Region labeling entries:
┌──
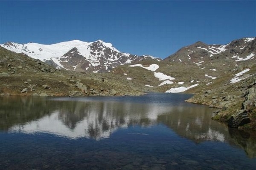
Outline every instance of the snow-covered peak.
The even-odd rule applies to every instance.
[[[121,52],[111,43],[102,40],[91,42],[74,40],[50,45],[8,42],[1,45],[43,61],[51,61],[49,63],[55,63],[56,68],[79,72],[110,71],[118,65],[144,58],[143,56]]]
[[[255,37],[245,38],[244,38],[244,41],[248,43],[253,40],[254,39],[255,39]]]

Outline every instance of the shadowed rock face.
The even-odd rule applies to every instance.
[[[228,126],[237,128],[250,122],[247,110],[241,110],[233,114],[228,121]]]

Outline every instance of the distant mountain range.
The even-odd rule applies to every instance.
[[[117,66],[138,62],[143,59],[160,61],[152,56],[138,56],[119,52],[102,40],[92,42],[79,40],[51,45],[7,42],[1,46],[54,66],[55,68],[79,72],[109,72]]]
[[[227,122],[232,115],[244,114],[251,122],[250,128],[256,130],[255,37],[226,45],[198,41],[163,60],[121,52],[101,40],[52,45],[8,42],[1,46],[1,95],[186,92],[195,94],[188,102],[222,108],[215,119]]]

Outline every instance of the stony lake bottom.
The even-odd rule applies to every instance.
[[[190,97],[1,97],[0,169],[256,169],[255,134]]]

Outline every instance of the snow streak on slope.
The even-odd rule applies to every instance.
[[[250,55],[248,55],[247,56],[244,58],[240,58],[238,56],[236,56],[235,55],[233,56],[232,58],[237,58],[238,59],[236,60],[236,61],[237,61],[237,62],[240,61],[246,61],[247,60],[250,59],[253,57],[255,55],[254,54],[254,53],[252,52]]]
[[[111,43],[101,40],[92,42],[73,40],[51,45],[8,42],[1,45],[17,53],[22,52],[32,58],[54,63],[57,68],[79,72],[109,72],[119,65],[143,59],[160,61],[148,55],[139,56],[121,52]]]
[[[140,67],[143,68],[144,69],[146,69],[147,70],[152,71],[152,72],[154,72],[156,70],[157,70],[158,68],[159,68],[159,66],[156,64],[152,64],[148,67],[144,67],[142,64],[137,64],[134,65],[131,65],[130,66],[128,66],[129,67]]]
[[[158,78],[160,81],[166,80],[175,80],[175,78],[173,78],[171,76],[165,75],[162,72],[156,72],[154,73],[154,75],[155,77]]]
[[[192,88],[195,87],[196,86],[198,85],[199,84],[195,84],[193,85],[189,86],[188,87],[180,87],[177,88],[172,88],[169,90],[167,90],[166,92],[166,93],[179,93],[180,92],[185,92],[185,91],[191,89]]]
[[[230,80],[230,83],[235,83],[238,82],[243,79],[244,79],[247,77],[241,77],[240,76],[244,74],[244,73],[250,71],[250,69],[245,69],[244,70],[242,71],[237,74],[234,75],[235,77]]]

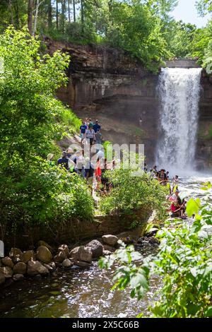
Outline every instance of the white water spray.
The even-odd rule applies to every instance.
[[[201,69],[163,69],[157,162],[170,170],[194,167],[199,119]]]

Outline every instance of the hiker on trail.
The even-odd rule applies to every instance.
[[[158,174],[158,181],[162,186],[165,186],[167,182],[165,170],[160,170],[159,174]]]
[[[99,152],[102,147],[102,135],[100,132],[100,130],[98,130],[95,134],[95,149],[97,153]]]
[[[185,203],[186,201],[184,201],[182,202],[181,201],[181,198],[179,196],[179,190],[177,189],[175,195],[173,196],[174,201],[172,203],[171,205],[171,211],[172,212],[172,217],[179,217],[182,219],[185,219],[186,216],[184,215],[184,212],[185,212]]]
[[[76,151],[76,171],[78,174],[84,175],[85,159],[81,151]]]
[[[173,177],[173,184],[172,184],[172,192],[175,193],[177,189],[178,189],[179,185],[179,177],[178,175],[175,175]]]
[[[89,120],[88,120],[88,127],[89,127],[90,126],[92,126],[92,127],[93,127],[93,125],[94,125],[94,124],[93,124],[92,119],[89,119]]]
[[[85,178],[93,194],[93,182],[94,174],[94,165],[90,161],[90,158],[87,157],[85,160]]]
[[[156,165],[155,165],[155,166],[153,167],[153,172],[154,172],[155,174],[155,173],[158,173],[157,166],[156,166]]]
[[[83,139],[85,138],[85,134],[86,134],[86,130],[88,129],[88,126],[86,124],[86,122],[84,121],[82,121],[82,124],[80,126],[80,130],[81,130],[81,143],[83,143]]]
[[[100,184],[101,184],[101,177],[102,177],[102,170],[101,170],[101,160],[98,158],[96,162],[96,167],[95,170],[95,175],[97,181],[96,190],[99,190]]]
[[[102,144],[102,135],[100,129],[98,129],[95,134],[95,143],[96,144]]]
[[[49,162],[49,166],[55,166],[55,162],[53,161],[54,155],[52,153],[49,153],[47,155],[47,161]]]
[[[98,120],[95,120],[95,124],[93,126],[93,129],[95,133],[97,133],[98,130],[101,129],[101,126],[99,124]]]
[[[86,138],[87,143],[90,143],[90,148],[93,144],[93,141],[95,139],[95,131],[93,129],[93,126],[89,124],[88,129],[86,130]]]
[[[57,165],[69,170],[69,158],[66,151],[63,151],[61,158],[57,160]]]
└──
┌──
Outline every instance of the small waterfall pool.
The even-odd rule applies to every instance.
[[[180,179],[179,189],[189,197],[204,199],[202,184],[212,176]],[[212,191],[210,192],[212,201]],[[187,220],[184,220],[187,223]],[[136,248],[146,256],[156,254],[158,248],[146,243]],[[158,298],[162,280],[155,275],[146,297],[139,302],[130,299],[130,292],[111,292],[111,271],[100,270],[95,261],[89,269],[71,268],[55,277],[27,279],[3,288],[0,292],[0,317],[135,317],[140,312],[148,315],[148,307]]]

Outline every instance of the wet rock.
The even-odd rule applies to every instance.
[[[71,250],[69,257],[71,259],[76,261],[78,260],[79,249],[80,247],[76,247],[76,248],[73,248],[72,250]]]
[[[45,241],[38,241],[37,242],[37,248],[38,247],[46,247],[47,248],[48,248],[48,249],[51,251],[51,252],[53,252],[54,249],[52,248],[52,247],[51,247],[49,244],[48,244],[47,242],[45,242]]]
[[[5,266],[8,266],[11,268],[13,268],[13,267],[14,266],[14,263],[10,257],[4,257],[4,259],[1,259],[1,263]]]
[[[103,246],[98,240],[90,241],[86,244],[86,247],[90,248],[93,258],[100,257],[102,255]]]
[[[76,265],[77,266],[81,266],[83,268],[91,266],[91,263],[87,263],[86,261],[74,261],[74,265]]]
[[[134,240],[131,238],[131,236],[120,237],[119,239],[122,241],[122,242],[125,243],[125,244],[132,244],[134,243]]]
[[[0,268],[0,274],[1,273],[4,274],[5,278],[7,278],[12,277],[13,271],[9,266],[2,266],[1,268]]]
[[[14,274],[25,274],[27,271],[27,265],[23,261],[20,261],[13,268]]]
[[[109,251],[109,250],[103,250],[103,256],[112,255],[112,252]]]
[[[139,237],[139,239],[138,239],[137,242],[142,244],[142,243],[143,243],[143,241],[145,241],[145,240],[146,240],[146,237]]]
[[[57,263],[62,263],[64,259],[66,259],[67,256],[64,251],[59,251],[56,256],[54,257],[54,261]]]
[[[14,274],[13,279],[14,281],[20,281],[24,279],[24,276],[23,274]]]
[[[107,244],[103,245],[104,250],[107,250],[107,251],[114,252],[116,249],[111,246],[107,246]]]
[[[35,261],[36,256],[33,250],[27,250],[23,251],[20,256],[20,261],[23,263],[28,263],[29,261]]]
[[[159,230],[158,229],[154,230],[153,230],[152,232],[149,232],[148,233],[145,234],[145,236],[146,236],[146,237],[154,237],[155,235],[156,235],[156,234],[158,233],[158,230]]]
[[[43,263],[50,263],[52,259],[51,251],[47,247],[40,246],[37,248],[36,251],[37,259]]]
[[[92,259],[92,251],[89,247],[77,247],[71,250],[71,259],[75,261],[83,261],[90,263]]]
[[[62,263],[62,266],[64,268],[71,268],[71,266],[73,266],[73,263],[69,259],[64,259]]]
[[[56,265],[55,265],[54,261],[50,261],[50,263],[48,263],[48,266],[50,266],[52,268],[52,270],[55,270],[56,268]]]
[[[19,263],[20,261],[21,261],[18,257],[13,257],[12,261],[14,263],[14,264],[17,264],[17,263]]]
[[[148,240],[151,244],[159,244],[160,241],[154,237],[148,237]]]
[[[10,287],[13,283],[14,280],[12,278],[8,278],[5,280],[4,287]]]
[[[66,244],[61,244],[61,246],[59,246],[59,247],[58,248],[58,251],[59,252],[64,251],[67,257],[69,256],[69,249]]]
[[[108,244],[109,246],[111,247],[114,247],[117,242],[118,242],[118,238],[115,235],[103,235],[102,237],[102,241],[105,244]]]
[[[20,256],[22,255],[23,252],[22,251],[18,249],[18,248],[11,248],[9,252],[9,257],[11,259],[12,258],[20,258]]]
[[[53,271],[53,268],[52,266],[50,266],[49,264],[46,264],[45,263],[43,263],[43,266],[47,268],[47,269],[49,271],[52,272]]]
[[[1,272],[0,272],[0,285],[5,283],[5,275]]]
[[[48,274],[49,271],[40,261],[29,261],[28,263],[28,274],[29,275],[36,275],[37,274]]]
└──
- WHAT THE EXERCISE ASKS: Return every line of the entries above that contains the string "rock".

- RESPONSE TO THIS EXERCISE:
Outline every instance of the shadowed rock face.
Outline every instance of the wet rock.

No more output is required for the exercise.